> _Short task_
Could you copy, word for word, only the lines from the one containing "the distant hill" through the last line of the records below, both included?

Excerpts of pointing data
▬▬▬
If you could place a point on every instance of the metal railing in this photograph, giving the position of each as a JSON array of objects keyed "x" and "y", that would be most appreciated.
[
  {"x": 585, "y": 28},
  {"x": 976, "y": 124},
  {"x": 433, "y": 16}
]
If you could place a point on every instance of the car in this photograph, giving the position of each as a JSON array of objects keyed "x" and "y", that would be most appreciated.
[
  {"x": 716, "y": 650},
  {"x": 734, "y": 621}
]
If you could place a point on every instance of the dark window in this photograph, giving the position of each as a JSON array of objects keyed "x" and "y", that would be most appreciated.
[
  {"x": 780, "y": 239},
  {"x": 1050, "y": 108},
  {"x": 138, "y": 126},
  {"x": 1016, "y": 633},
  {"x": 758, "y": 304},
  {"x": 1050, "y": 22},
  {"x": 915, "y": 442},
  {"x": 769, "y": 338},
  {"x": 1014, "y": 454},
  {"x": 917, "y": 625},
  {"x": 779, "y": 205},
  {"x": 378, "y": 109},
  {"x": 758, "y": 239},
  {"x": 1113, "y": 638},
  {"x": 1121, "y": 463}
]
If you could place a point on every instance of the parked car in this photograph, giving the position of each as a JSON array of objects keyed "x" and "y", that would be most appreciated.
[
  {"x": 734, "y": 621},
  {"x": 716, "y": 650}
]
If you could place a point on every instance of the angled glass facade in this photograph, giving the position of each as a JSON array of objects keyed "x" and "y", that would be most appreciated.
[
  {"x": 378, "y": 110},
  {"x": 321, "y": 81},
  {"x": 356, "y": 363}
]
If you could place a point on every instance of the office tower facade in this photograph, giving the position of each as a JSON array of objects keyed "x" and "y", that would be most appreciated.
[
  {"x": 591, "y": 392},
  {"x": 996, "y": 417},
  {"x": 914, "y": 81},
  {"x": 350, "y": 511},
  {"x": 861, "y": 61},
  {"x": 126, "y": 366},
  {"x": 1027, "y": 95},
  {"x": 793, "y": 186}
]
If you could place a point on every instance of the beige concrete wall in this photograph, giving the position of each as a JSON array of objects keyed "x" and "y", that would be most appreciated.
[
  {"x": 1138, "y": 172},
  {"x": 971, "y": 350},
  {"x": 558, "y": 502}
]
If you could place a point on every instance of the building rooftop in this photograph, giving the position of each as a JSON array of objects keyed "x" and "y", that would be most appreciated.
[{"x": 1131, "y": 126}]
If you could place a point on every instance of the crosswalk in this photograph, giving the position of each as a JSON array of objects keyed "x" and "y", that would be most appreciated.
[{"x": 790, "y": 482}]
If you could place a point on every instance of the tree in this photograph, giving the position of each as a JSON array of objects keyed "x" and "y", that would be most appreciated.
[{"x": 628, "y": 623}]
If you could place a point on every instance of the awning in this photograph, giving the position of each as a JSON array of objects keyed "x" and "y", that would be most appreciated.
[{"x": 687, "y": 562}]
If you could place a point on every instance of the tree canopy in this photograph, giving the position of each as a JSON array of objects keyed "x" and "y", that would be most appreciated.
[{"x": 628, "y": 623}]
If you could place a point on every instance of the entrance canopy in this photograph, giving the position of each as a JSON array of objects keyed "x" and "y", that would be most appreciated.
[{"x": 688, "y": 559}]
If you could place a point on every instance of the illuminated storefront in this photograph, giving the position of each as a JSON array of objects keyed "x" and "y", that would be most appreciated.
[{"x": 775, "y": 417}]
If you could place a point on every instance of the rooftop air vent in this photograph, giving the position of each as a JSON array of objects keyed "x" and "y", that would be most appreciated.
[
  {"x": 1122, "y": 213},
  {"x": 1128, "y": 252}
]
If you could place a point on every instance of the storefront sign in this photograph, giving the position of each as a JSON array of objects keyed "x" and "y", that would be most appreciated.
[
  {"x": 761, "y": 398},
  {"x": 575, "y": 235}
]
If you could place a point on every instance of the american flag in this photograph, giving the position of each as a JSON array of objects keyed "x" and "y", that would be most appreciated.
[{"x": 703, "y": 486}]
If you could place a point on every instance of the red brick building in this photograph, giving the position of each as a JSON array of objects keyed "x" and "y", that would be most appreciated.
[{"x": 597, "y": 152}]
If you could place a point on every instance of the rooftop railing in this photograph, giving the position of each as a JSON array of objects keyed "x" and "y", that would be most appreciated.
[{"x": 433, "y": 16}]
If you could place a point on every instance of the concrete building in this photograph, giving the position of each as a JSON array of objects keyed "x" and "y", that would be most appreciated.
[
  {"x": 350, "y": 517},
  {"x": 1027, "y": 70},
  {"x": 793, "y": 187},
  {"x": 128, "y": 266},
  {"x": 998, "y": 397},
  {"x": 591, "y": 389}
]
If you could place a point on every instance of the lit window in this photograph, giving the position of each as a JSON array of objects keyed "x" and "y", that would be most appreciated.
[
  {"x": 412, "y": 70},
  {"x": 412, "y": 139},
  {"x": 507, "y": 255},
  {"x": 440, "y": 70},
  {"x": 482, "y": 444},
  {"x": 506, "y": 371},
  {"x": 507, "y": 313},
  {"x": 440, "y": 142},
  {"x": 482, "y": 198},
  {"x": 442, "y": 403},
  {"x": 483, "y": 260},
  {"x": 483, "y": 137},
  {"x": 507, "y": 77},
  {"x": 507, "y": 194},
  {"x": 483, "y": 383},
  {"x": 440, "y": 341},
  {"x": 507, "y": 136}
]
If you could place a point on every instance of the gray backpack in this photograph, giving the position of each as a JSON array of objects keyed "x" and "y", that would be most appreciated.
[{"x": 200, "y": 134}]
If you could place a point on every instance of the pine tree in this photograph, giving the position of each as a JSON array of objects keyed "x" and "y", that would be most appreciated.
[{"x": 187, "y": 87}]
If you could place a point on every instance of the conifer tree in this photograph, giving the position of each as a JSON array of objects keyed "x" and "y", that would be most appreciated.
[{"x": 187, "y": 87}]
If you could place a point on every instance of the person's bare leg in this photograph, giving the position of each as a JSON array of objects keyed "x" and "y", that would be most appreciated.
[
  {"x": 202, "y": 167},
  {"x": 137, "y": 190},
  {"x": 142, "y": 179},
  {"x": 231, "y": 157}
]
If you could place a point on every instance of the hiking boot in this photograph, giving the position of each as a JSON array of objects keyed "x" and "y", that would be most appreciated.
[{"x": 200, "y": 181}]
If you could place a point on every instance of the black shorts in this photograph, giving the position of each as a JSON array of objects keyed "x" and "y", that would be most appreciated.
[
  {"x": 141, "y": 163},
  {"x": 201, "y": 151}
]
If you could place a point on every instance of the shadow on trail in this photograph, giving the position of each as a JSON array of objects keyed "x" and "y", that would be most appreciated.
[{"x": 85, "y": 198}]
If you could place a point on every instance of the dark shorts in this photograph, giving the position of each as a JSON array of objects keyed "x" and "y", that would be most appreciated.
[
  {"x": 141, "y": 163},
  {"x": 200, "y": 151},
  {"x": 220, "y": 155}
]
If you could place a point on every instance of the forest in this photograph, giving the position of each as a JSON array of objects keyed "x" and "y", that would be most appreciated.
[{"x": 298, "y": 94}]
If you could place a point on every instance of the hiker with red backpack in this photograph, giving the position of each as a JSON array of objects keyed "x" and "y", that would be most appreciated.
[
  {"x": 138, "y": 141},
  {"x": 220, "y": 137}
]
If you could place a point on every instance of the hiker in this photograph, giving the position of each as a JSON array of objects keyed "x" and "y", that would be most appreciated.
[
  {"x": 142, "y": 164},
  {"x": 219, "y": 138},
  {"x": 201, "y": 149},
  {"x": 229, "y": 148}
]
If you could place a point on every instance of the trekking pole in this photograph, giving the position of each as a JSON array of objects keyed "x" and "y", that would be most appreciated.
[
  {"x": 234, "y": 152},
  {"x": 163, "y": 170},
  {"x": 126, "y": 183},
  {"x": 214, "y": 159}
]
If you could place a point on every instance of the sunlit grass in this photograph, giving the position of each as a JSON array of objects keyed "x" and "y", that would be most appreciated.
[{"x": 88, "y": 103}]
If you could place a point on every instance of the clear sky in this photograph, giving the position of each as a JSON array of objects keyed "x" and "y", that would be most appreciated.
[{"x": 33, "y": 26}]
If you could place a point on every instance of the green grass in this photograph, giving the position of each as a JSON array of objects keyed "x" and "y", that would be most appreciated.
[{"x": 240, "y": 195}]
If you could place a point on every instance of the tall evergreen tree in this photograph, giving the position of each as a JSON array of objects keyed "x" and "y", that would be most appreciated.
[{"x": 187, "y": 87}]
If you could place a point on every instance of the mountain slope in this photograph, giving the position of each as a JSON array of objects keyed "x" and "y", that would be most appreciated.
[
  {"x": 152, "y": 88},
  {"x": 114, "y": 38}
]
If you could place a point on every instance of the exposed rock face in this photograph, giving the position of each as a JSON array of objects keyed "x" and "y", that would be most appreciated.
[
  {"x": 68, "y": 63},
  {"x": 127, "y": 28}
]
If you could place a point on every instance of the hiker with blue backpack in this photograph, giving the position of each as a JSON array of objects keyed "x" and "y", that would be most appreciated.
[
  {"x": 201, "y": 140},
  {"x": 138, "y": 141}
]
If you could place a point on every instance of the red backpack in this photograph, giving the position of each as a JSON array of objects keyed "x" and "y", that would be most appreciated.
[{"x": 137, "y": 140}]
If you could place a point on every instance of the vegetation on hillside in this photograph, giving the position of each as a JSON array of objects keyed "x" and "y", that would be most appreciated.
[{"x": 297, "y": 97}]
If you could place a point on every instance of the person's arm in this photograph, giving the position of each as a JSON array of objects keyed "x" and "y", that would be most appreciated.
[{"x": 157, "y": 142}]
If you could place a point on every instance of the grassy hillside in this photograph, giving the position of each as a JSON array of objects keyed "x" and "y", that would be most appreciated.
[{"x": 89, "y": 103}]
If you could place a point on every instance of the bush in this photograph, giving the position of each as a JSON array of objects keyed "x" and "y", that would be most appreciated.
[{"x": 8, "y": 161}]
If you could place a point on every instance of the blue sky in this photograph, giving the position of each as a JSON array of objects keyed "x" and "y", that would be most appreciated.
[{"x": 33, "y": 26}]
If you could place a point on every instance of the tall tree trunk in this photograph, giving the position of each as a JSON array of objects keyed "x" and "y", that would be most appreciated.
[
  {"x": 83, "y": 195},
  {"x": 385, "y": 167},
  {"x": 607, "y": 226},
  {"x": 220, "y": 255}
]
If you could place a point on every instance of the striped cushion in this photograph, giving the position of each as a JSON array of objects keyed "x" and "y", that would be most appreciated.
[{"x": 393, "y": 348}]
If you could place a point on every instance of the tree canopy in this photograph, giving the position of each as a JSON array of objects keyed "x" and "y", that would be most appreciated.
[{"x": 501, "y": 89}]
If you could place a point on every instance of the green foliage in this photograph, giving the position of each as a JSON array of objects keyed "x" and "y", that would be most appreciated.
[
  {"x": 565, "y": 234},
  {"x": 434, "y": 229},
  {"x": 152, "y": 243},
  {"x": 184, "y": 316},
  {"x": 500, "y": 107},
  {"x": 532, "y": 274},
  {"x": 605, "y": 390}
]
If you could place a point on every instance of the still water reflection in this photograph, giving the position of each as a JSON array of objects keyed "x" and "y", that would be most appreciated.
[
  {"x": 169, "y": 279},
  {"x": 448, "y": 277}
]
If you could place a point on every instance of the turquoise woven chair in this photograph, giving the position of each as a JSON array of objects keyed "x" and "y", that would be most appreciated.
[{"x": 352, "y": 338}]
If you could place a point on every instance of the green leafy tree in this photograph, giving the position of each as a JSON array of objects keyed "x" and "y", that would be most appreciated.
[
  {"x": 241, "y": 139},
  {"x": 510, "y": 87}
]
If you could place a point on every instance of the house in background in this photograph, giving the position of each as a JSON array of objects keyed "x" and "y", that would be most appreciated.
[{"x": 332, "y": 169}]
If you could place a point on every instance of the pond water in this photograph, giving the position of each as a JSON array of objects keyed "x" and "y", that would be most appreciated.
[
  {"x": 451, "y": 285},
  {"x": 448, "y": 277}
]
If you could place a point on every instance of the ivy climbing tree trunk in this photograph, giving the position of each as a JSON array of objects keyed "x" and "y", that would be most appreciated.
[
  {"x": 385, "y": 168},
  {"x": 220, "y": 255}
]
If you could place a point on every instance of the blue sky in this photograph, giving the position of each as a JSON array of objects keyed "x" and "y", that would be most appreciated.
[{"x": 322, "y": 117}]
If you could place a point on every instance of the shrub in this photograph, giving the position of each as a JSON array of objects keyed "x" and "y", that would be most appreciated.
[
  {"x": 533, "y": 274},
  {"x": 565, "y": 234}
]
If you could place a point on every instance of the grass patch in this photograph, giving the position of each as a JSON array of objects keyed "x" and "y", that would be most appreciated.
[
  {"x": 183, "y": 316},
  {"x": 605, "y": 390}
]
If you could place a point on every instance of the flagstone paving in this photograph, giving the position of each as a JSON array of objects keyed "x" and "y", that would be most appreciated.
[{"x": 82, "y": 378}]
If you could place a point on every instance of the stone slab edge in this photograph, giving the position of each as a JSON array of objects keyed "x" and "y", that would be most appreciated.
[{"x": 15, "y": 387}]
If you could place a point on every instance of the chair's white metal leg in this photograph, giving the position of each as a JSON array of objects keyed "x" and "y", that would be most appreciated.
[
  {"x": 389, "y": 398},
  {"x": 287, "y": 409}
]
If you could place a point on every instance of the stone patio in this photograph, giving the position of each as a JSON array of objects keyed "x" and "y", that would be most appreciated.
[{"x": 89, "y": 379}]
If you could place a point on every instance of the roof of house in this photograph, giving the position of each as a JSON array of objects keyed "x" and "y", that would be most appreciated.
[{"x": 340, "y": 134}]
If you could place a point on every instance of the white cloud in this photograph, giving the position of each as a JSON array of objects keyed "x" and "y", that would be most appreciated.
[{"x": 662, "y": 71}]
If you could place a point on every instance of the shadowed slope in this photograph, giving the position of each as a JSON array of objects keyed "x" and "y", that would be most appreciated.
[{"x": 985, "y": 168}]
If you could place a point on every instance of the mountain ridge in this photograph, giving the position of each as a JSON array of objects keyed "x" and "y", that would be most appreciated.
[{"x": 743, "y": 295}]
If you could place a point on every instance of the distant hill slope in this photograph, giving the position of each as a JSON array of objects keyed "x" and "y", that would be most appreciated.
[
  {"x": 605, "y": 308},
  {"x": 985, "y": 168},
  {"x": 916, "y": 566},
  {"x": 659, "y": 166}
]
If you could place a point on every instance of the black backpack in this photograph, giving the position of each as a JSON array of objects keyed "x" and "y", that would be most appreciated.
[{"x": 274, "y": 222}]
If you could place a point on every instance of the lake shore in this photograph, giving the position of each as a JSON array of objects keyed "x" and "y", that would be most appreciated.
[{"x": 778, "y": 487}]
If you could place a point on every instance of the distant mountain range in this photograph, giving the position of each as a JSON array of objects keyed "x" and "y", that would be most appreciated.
▬▬▬
> _Solution for this problem_
If you could place a point on every instance of the distant hill slope in this photograph, giving the position of each as a JSON array of objects keyed "x" and "y", that would be most appreciated.
[
  {"x": 605, "y": 308},
  {"x": 985, "y": 168},
  {"x": 916, "y": 566},
  {"x": 659, "y": 166}
]
If you could place a point on every instance of the black backpack in this photograph, giving the position of each as a JSON array of objects keyed "x" and "y", that would be most appreciated.
[{"x": 274, "y": 222}]
If you could place a point on every instance of the lake shore in this photograph, giving the position of each as a JSON array of objects keyed "x" and "y", that would be most appreciated.
[{"x": 778, "y": 487}]
If you could place a point on every instance of the distant mountain range in this photograph, giving the position of each as a JSON array of objects keyed "x" and "y", that would be most appreciated.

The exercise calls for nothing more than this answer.